[Given data]

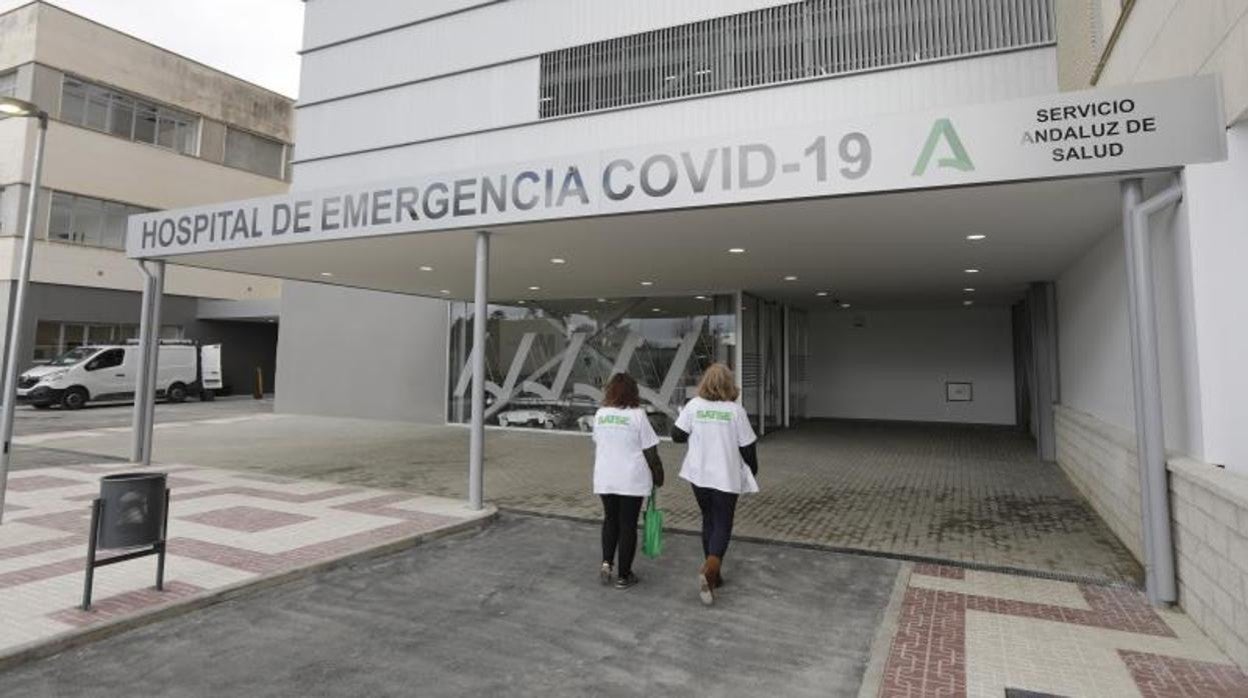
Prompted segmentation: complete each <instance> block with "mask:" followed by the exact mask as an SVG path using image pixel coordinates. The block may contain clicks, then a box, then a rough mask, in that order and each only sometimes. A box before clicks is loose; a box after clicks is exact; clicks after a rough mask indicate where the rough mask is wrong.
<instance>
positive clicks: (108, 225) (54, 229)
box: [47, 191, 150, 250]
mask: <svg viewBox="0 0 1248 698" xmlns="http://www.w3.org/2000/svg"><path fill="white" fill-rule="evenodd" d="M149 211H150V209H142V207H140V206H127V205H126V204H117V202H115V201H102V200H100V199H91V197H90V196H76V195H72V194H65V192H61V191H54V192H52V202H51V214H50V215H49V219H47V240H51V241H54V242H70V243H74V245H87V246H91V247H109V248H110V250H125V248H126V220H127V219H129V217H130V216H135V215H139V214H146V212H149Z"/></svg>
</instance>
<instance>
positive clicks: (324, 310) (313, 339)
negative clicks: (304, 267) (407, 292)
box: [276, 281, 447, 423]
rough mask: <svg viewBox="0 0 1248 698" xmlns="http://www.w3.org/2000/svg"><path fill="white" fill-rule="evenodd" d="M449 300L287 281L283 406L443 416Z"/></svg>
mask: <svg viewBox="0 0 1248 698" xmlns="http://www.w3.org/2000/svg"><path fill="white" fill-rule="evenodd" d="M446 363H447V303H446V302H444V301H439V300H434V298H421V297H416V296H403V295H397V293H381V292H376V291H359V290H354V288H342V287H336V286H326V285H321V283H300V282H293V281H288V282H286V283H285V285H283V287H282V320H281V325H280V338H278V345H277V403H276V408H277V411H278V412H287V413H303V415H328V416H339V417H362V418H372V420H393V421H409V422H423V423H442V422H444V421H446V371H447V366H446Z"/></svg>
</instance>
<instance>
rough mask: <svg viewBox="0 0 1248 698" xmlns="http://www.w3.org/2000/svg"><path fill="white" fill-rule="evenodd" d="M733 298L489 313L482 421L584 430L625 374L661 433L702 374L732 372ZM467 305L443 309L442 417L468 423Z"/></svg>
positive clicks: (594, 302) (614, 301)
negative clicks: (630, 381) (442, 388)
mask: <svg viewBox="0 0 1248 698" xmlns="http://www.w3.org/2000/svg"><path fill="white" fill-rule="evenodd" d="M733 300H734V298H733V296H729V295H719V296H716V295H708V296H694V297H680V298H674V297H665V298H645V297H641V298H588V300H555V301H537V300H529V301H514V302H510V303H498V305H490V306H489V318H488V321H487V328H488V330H487V332H488V337H487V341H485V405H487V407H485V422H487V423H489V425H498V426H508V427H533V428H544V430H564V431H589V430H590V428H592V423H593V422H592V417H593V413H594V411H595V410H597V408H598V406H599V403H600V402H602V397H603V395H602V388H603V386H604V385H605V383H607V381H608V380H609V378H610V376H612V375H613V373H615V372H622V371H623V372H628V373H629V375H631V376H633V377H634V378H635V380H636V381H638V385H639V386H640V388H641V403H643V407H644V408H645V411H646V412H648V413H649V416H650V421H651V422H653V423H654V427H655V430H656V431H658V432H659V433H660V435H666V433H669V432H670V428H671V423H673V421H674V420H675V417H676V415H678V413H679V411H680V407H681V406H683V405H684V403H685V401H688V400H689V398H690V397H693V395H694V392H695V390H696V386H698V380H699V377H700V376H701V372H703V371H704V370H705V368H706V366H709V365H711V363H713V362H716V361H718V362H724V363H728V365H729V366H733V355H734V347H733V342H734V341H735V337H736V331H735V330H736V328H735V323H736V315H735V308H734V307H733ZM472 347H473V337H472V303H463V302H462V303H452V306H451V341H449V347H448V348H449V366H451V371H449V373H451V380H449V381H448V396H447V400H448V402H447V418H448V421H451V422H467V421H468V417H469V413H470V408H469V386H470V382H472V372H470V361H469V358H470V352H472Z"/></svg>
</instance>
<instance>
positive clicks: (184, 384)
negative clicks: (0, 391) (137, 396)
mask: <svg viewBox="0 0 1248 698" xmlns="http://www.w3.org/2000/svg"><path fill="white" fill-rule="evenodd" d="M200 348H201V347H198V346H196V345H193V343H190V342H181V343H175V342H170V343H165V342H161V346H160V360H158V362H157V365H156V396H157V397H163V398H166V400H168V401H170V402H182V401H183V400H186V396H187V395H203V391H205V386H203V382H202V381H201V378H200V377H201V361H200ZM205 348H207V347H205ZM215 348H216V352H215V355H212V358H215V362H216V365H215V367H213V368H215V371H216V377H217V380H220V378H218V377H220V375H221V373H220V371H221V350H220V345H216V346H215ZM137 373H139V346H137V345H129V346H82V347H77V348H74V350H70V351H67V352H65V353H62V355H61V356H59V357H56V358H54V360H52V361H51V362H49V363H45V365H44V366H36V367H35V368H31V370H30V371H26V372H25V373H22V375H21V378H20V380H19V381H17V402H19V403H26V405H32V406H35V407H39V408H46V407H51V406H52V405H60V406H61V407H64V408H66V410H79V408H81V407H82V406H85V405H86V403H87V402H109V401H132V400H134V398H135V390H136V388H135V381H136V380H137V377H139V376H137ZM218 387H220V386H218Z"/></svg>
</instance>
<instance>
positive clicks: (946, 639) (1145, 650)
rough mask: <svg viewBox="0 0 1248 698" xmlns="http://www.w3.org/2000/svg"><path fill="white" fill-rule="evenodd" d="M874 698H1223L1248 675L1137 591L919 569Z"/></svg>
mask: <svg viewBox="0 0 1248 698" xmlns="http://www.w3.org/2000/svg"><path fill="white" fill-rule="evenodd" d="M880 696H881V697H882V698H901V697H915V698H917V697H934V696H940V697H953V698H960V697H988V696H992V697H1001V696H1071V697H1073V696H1090V697H1098V698H1099V697H1107V698H1109V697H1119V696H1121V697H1128V696H1129V697H1141V696H1144V697H1158V698H1161V697H1166V698H1171V697H1227V698H1229V697H1243V696H1248V674H1244V673H1243V672H1242V671H1241V669H1238V668H1237V667H1234V666H1233V664H1232V663H1231V661H1229V659H1228V658H1227V657H1226V656H1223V654H1222V653H1221V652H1219V651H1218V649H1217V648H1216V647H1214V646H1213V644H1212V643H1211V642H1209V641H1208V638H1206V637H1204V636H1203V634H1202V633H1201V632H1199V631H1198V629H1197V628H1196V626H1193V624H1192V622H1191V621H1189V619H1188V618H1187V617H1186V616H1184V614H1182V613H1178V612H1172V611H1159V609H1154V608H1153V607H1151V606H1149V604H1148V602H1147V601H1146V599H1144V597H1143V594H1141V593H1139V592H1136V591H1131V589H1123V588H1107V587H1097V586H1087V584H1073V583H1070V582H1055V581H1048V579H1035V578H1027V577H1015V576H1006V574H995V573H990V572H976V571H965V569H955V568H951V567H943V566H935V564H916V566H915V567H914V571H912V574H911V576H910V584H909V588H907V589H906V596H905V599H904V602H902V608H901V617H900V621H899V627H897V632H896V634H895V636H894V638H892V646H891V649H890V653H889V658H887V663H886V666H885V674H884V681H882V686H881V691H880Z"/></svg>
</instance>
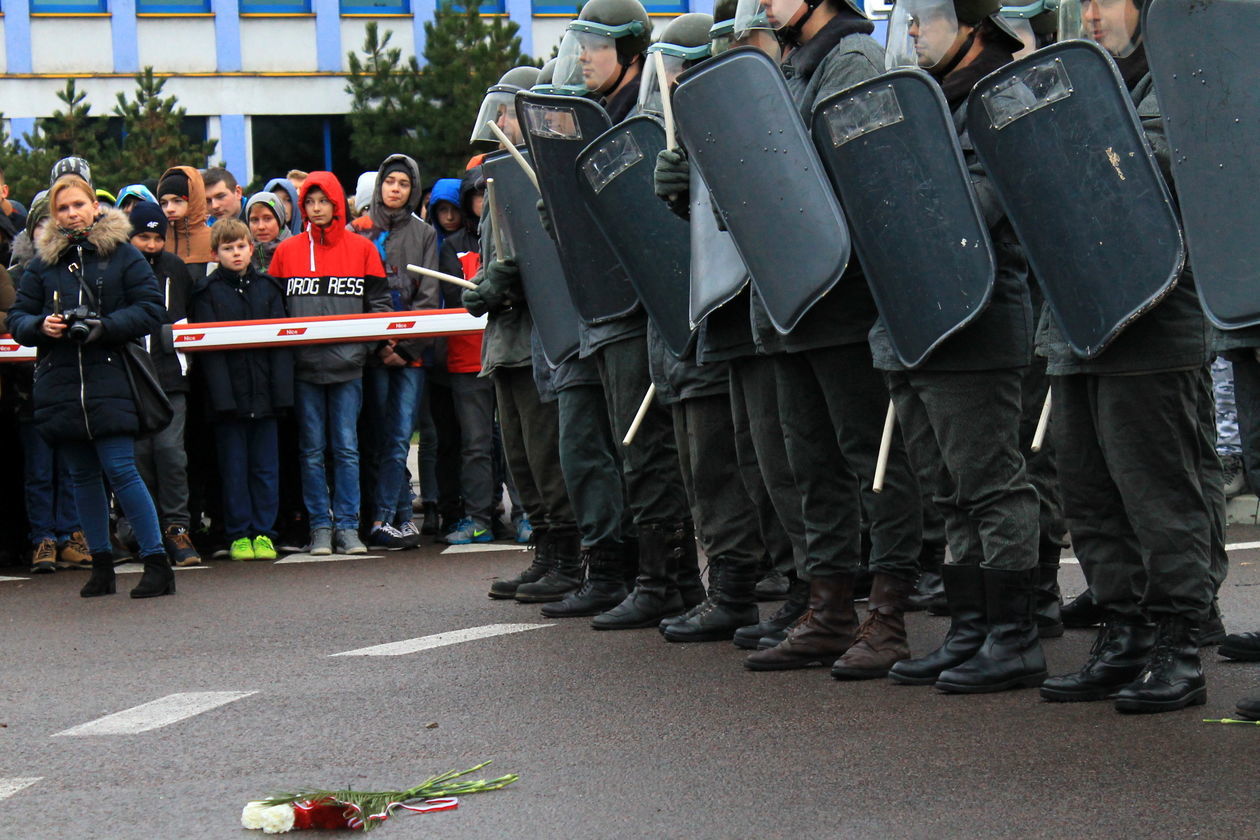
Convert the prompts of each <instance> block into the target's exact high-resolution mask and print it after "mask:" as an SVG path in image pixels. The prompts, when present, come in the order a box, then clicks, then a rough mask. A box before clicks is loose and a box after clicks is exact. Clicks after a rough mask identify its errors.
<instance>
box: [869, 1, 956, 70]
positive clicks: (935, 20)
mask: <svg viewBox="0 0 1260 840" xmlns="http://www.w3.org/2000/svg"><path fill="white" fill-rule="evenodd" d="M956 42H958V15H956V14H955V13H954V3H953V0H897V3H896V4H895V5H893V6H892V13H890V15H888V47H887V50H886V53H885V68H886V69H890V71H891V69H895V68H898V67H919V68H922V69H925V71H930V69H932V68H935V67H939V65H940V64H941V63H942V62H944V60H945V57H946V55H949V54H950V52H951V50H953V49H954V47H955V43H956Z"/></svg>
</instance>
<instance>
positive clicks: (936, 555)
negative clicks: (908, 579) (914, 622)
mask: <svg viewBox="0 0 1260 840" xmlns="http://www.w3.org/2000/svg"><path fill="white" fill-rule="evenodd" d="M944 562H945V543H944V542H935V540H932V542H929V540H924V545H922V548H921V549H919V582H917V583H915V591H913V592H912V593H911V594H910V598H907V599H906V612H919V611H920V610H927V611H930V612H931V613H932V615H934V616H948V615H949V604H948V603H946V602H945V582H944V581H942V579H941V564H942V563H944Z"/></svg>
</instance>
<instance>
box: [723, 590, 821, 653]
mask: <svg viewBox="0 0 1260 840" xmlns="http://www.w3.org/2000/svg"><path fill="white" fill-rule="evenodd" d="M808 601H809V581H801V579H800V578H798V577H795V576H794V577H793V578H791V586H790V587H789V588H787V599H786V601H784V602H782V604H781V606H780V607H779V608H777V610H775V611H774V612H772V613H770V617H769V618H764V620H762V621H760V622H757V623H755V625H748V626H747V627H740V628H738V630H736V631H735V646H736V647H742V649H743V650H759V647H760V645H759V642H760V641H761V640H762V639H764V637H767V636H772V635H775V633H786V632H787V628H789V627H791V626H793V623H794V622H795V621H796V620H798V618H800V617H801V616H803V615H804V613H805V608H806V604H808ZM780 641H782V640H781V639H780V640H777V641H775V644H774V645H766V647H774V646H775V645H777V644H779V642H780Z"/></svg>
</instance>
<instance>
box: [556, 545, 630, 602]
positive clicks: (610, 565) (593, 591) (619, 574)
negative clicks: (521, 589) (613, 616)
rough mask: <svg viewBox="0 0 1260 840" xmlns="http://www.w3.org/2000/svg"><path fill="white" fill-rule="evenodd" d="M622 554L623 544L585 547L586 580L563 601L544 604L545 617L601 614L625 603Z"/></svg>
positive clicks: (583, 554)
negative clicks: (622, 577)
mask: <svg viewBox="0 0 1260 840" xmlns="http://www.w3.org/2000/svg"><path fill="white" fill-rule="evenodd" d="M621 553H622V548H621V545H620V544H612V545H596V547H593V548H583V549H582V564H583V565H585V567H586V581H583V582H582V586H581V587H578V588H577V591H576V592H570V593H568V594H567V596H564V597H563V598H562V599H561V601H558V602H554V603H544V604H543V608H542V613H543V616H546V617H547V618H577V617H578V616H597V615H600V613H601V612H604V611H605V610H611V608H612V607H615V606H617V604H619V603H621V601H622V599H625V597H626V587H625V584H624V583H622V582H621Z"/></svg>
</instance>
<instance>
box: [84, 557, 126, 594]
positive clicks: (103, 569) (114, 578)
mask: <svg viewBox="0 0 1260 840" xmlns="http://www.w3.org/2000/svg"><path fill="white" fill-rule="evenodd" d="M117 591H118V584H117V582H116V579H115V577H113V554H112V553H111V552H97V553H96V554H93V555H92V577H89V578H88V579H87V583H84V584H83V588H82V589H79V597H83V598H95V597H97V596H102V594H113V593H115V592H117Z"/></svg>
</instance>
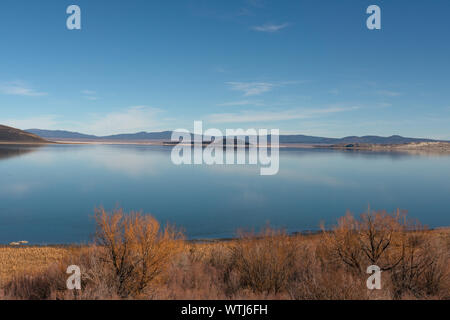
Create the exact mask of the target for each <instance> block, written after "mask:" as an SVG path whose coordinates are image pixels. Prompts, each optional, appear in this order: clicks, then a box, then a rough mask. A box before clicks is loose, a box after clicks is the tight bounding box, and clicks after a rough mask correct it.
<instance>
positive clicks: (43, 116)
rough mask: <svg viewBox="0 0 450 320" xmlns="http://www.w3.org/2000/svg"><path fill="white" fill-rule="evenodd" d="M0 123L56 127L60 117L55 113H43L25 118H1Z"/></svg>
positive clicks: (34, 126) (48, 127)
mask: <svg viewBox="0 0 450 320" xmlns="http://www.w3.org/2000/svg"><path fill="white" fill-rule="evenodd" d="M0 123H1V124H4V125H6V126H10V127H14V128H19V129H22V130H26V129H41V128H44V129H56V125H57V124H58V117H57V116H55V115H43V116H38V117H30V118H23V119H0Z"/></svg>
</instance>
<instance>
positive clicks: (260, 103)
mask: <svg viewBox="0 0 450 320" xmlns="http://www.w3.org/2000/svg"><path fill="white" fill-rule="evenodd" d="M263 105H264V103H262V102H261V101H254V100H240V101H231V102H225V103H219V104H218V105H217V106H219V107H234V106H263Z"/></svg>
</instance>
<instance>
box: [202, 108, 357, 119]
mask: <svg viewBox="0 0 450 320" xmlns="http://www.w3.org/2000/svg"><path fill="white" fill-rule="evenodd" d="M357 109H359V107H356V106H355V107H333V108H326V109H310V110H305V109H292V110H284V111H264V112H257V111H248V110H246V111H242V112H237V113H215V114H211V115H208V116H206V118H205V119H206V120H207V121H209V122H211V123H249V122H272V121H288V120H300V119H307V118H312V117H315V116H320V115H327V114H333V113H339V112H347V111H353V110H357Z"/></svg>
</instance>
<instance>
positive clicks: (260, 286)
mask: <svg viewBox="0 0 450 320" xmlns="http://www.w3.org/2000/svg"><path fill="white" fill-rule="evenodd" d="M298 243H299V242H298V241H297V239H296V238H295V237H290V236H289V235H287V234H286V233H285V232H282V231H276V230H273V229H270V228H266V229H265V230H264V231H262V232H261V233H260V234H258V235H254V234H242V235H241V237H240V238H239V239H238V240H237V241H236V242H235V245H234V246H231V256H230V262H229V267H228V268H229V270H228V274H227V277H226V280H228V281H231V280H232V276H233V274H235V275H236V276H237V278H238V280H239V285H240V287H242V288H248V289H250V290H252V291H253V292H256V293H266V294H277V293H280V292H281V291H285V289H286V287H287V284H288V283H289V281H290V280H291V279H292V277H293V276H294V274H295V267H296V259H297V251H298V249H299V247H298Z"/></svg>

[/Given data]

_Problem details:_ What you give back must be exactly the lines from the opening line of the entries through the line holding "positive clicks: (108, 225) (54, 229)", with no pictures.

_Result of the task:_
Prompted segmentation: complete each <instance> block with "mask:" followed by the exact mask as an SVG path using image pixel coordinates. The block may contain clicks, then a box, then a rough mask, in that order and each only sometimes. A box before clicks is loose; a box after clicks is exact; clicks after a rough mask indicate where the rough mask is wrong.
<instance>
positive clicks: (108, 225) (54, 229)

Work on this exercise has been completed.